| TASK DIRECTIONS |
In the blog post about growing up on a council estate, copy out everything from "I make no comment" down to "our own entertainment." word for word.

| EXCERPTED PASSAGE |
_ _ _ _ _
Tuesday 16 August 2011

Changing times.

I'm not supposed to be back here tonight. I have another book to review. If only reviewing actually paid.

However, on a break, I took a look at the Telegraph's site because it usually causes much milder rage than the Mail. Not this time.

When I was a kid, I lived on a council estate. It wasn't dangerous as long as you knew which streets to avoid and as I was only a kid, I wasn't allowed to roam the streets at all hours and break things without consequence. Some were, not nearly so many as today but there were some.

My father worked in the mines so although we didn't have a lot of money and we kids didn't get pocket money, we were never hungry and never without any of the basic necessities. Aside from school, the government did not figure at all in my life and if they had tried I would have ignored them. As far as possible, I still do.

The idea that the government should find things for us to do never occurred to us. If anyone had suggested it, they would have been laughed at or treated to our best display of council estate language. Of course, if that had appeared on TV we would each have been treated to our fathers' display of what the word 'consequences' means.

I make no comment on the woman's appearance. My grandmother looked harder than her and probably was. Some of my aunties could take her down, no problem. Like her, they would be fiercely loyal to family and like her, they would have handed any of their kids in if they'd seen them rioting. We would have been tenderised prior to landing in custody too. She might look 'chav' but she's not. She has a clear sense of right and wrong and acted on it.

What makes her different from the similarly fearsome council estate women of the past is her expectation that the government should be providing entertainment for her children. None of those women would have allowed anyone from the government anywhere near their kids when I was small. The government's role, through the police, was only to tell us what not to do. As long as we weren't caught breaking any laws, we could make our own entertainment.
_ _ _ _ _
| DATA EXTRACT |
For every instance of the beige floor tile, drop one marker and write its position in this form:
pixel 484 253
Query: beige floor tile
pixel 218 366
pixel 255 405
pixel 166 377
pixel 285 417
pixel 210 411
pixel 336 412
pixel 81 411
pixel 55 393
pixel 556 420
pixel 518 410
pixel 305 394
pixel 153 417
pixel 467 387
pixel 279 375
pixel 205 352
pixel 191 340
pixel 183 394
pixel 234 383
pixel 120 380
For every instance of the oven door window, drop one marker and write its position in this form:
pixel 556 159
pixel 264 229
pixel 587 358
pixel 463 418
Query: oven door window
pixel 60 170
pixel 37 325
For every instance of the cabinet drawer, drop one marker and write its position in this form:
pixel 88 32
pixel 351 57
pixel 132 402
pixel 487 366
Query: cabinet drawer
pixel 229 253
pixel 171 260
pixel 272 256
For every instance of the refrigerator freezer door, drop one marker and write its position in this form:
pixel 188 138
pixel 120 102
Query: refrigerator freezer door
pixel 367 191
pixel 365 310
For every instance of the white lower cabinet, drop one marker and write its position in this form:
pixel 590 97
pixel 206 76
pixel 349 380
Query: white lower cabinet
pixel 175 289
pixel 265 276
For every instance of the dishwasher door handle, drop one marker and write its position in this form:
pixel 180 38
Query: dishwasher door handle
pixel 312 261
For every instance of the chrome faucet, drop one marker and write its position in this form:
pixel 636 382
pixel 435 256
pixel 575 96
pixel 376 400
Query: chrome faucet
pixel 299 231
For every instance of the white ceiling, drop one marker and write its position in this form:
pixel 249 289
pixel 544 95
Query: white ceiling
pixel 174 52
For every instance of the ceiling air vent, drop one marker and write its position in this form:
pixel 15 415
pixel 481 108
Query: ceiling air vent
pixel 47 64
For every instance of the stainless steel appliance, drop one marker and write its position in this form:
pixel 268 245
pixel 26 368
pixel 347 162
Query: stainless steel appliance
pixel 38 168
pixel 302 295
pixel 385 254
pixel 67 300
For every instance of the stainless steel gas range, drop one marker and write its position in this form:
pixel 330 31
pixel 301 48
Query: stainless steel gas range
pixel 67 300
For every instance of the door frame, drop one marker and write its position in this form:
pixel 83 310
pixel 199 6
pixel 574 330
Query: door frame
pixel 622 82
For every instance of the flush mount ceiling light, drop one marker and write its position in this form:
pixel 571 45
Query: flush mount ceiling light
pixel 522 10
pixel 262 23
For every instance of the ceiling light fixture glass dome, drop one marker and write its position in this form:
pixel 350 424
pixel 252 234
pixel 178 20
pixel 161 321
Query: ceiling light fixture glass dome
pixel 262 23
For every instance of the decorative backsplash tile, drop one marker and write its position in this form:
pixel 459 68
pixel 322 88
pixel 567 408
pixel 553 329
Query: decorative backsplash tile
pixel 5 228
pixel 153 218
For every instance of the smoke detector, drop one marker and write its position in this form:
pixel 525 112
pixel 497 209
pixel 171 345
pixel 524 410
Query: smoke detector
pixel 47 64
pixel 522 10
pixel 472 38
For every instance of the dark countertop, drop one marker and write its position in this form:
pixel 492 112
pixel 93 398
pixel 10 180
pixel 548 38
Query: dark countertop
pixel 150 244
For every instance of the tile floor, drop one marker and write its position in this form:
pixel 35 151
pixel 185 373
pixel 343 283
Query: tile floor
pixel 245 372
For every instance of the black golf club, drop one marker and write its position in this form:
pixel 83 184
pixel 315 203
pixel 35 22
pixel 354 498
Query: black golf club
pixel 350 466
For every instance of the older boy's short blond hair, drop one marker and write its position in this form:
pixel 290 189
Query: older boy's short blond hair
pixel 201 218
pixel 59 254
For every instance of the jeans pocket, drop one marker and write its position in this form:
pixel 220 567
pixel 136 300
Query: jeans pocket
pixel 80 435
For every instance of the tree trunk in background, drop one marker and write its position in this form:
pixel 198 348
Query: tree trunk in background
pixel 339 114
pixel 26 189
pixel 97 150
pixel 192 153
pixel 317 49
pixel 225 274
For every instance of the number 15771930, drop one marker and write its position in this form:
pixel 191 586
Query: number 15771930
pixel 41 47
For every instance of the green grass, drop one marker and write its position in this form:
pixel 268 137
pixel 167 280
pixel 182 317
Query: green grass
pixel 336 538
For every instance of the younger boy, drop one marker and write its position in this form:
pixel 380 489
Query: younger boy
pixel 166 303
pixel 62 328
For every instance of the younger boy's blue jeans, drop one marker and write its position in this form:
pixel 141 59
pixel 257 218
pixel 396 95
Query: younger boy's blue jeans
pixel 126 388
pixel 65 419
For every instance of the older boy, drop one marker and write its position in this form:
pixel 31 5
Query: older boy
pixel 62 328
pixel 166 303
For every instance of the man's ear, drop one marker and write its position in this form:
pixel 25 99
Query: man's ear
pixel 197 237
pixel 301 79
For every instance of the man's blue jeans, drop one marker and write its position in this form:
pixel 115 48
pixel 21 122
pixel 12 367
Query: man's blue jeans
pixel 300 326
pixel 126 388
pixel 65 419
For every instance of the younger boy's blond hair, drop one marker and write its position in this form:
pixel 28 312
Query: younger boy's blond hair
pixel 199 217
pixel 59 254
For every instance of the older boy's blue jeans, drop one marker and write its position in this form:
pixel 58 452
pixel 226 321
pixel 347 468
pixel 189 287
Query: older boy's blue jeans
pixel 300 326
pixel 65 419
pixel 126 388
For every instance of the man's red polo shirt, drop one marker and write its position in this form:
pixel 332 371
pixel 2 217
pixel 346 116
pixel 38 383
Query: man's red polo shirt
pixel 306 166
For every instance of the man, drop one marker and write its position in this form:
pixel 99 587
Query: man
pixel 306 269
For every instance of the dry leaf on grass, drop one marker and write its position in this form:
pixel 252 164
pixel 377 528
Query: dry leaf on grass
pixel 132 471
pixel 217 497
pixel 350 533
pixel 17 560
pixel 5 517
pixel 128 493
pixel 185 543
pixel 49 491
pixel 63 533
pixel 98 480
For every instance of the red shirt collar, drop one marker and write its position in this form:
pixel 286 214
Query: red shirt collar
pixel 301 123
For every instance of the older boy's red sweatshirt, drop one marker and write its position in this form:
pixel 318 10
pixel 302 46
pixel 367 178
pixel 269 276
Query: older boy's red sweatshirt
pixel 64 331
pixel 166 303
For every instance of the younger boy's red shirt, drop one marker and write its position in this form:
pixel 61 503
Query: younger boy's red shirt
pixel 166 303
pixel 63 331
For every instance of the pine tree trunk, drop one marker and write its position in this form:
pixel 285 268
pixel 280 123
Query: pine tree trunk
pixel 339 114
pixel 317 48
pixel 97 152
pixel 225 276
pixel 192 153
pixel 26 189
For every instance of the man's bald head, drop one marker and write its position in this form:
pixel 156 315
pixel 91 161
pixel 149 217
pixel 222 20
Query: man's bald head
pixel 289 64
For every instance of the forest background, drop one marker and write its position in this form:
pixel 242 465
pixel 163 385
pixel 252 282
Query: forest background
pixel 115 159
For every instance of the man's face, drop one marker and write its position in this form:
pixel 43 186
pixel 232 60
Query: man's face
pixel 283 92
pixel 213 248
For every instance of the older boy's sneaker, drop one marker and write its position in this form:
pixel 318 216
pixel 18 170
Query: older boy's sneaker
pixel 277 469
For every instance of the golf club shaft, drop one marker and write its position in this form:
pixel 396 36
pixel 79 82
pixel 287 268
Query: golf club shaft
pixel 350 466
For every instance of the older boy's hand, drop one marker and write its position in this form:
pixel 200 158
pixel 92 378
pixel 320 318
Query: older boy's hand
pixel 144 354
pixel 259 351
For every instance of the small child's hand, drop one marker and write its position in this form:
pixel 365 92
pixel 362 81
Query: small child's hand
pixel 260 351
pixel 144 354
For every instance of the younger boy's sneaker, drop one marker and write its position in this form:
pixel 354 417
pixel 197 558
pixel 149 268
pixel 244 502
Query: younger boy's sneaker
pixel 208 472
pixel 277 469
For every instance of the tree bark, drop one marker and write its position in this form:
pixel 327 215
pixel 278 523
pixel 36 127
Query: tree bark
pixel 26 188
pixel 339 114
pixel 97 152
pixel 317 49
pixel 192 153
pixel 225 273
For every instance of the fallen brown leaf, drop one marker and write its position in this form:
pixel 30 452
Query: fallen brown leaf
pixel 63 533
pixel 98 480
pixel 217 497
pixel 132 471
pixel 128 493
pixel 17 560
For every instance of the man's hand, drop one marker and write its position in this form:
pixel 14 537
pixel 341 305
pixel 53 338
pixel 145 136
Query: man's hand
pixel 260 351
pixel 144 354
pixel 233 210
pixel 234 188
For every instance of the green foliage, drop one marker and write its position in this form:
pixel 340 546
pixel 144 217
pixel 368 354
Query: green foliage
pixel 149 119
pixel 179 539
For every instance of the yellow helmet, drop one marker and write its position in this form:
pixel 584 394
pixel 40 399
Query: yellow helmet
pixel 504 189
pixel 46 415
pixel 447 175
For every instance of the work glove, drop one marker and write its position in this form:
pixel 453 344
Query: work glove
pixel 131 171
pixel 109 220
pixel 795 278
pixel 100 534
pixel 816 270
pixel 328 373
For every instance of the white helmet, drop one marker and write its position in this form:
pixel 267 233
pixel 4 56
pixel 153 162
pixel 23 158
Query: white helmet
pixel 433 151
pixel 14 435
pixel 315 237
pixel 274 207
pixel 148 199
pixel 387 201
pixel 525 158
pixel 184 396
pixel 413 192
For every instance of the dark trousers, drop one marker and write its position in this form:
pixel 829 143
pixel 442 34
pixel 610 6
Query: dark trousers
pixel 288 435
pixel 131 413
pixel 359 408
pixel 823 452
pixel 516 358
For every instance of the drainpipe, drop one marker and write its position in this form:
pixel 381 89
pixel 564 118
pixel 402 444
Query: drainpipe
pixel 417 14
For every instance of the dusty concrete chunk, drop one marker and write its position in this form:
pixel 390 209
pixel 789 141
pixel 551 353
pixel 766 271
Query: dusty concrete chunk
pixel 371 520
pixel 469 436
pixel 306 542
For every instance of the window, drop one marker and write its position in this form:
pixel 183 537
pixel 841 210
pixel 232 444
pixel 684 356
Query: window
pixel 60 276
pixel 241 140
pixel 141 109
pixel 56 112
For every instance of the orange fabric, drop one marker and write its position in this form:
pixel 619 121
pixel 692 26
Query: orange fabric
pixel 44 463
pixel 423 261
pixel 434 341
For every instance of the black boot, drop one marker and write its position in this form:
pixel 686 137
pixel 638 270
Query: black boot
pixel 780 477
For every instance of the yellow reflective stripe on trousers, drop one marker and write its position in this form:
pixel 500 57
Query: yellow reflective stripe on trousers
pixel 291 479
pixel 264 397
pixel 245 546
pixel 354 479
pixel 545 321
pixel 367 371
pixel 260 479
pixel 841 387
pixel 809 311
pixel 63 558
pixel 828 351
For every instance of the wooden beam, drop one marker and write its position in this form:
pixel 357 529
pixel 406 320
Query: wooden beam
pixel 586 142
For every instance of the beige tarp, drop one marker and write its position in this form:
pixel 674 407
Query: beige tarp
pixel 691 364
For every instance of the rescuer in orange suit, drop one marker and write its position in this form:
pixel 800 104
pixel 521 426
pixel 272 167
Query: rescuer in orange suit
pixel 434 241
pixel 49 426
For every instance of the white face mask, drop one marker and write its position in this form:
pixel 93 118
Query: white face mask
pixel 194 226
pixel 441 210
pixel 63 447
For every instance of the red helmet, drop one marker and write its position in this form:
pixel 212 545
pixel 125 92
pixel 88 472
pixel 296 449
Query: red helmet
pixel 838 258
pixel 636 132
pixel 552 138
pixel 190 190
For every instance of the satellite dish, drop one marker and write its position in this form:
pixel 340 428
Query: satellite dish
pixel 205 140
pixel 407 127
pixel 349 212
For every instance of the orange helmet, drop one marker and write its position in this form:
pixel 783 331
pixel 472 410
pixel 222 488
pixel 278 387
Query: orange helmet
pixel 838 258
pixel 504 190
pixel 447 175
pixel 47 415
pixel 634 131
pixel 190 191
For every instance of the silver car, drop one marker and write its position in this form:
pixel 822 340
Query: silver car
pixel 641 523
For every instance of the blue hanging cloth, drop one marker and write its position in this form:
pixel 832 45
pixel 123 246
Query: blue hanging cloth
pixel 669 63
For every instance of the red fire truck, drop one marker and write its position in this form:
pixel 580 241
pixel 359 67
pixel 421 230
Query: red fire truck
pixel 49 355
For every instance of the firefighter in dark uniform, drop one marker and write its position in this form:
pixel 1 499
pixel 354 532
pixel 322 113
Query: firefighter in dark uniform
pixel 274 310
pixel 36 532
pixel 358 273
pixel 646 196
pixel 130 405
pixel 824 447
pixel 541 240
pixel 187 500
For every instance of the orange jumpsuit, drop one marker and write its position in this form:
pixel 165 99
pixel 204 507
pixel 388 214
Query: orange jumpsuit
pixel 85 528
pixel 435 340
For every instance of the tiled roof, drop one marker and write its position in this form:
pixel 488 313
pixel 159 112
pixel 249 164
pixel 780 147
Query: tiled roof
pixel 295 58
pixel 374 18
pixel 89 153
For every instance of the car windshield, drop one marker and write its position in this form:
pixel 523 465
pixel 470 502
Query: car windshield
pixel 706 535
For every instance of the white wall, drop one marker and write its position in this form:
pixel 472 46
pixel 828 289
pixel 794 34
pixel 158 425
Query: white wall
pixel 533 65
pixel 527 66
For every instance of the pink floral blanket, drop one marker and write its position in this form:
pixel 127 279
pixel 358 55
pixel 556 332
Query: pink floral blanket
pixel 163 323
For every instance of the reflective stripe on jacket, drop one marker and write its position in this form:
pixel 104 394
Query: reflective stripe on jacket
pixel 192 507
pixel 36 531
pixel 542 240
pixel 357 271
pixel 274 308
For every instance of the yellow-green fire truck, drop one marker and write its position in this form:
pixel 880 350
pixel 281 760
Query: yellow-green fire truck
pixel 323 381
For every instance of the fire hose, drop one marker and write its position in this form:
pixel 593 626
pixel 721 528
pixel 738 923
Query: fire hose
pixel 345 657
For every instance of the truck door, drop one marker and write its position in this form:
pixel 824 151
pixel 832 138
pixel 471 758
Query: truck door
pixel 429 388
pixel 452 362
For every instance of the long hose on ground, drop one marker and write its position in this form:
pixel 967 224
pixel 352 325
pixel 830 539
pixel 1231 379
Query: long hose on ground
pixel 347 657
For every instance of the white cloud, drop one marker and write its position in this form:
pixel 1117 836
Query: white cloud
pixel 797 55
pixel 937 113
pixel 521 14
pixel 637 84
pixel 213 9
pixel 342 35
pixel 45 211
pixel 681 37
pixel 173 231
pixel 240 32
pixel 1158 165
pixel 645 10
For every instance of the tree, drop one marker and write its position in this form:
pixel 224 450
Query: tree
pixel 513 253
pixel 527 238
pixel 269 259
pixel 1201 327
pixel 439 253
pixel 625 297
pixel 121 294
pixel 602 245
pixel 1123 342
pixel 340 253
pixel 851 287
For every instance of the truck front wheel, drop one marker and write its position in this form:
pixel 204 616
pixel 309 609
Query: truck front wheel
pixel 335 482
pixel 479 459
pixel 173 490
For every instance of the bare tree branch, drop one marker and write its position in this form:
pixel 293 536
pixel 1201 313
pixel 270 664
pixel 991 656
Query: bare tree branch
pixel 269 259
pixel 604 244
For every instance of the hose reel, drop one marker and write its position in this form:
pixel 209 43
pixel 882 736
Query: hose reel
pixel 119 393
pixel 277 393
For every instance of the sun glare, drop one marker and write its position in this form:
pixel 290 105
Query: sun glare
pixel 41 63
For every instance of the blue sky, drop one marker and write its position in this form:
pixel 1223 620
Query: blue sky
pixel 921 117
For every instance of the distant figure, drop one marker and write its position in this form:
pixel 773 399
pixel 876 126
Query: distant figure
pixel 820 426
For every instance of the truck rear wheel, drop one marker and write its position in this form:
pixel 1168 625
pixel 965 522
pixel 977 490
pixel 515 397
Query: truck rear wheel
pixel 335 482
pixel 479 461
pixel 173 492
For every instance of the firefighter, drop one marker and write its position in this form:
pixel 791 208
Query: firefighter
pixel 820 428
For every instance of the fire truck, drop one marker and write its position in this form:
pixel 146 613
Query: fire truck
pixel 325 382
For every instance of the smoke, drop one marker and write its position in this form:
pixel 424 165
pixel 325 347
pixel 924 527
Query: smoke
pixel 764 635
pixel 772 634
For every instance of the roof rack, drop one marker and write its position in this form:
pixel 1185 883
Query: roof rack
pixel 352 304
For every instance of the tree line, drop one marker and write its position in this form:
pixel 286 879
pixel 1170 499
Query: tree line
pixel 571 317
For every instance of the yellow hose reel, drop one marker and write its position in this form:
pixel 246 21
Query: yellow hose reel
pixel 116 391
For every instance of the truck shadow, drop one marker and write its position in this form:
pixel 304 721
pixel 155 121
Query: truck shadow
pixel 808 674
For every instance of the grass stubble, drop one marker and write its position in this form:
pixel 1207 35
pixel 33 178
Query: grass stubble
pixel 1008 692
_ _ _ _ _
| ANSWER TO THIS PROBLEM |
I make no comment on the woman's appearance. My grandmother looked harder than her and probably was. Some of my aunties could take her down, no problem. Like her, they would be fiercely loyal to family and like her, they would have handed any of their kids in if they'd seen them rioting. We would have been tenderised prior to landing in custody too. She might look 'chav' but she's not. She has a clear sense of right and wrong and acted on it.

What makes her different from the similarly fearsome council estate women of the past is her expectation that the government should be providing entertainment for her children. None of those women would have allowed anyone from the government anywhere near their kids when I was small. The government's role, through the police, was only to tell us what not to do. As long as we weren't caught breaking any laws, we could make our own entertainment.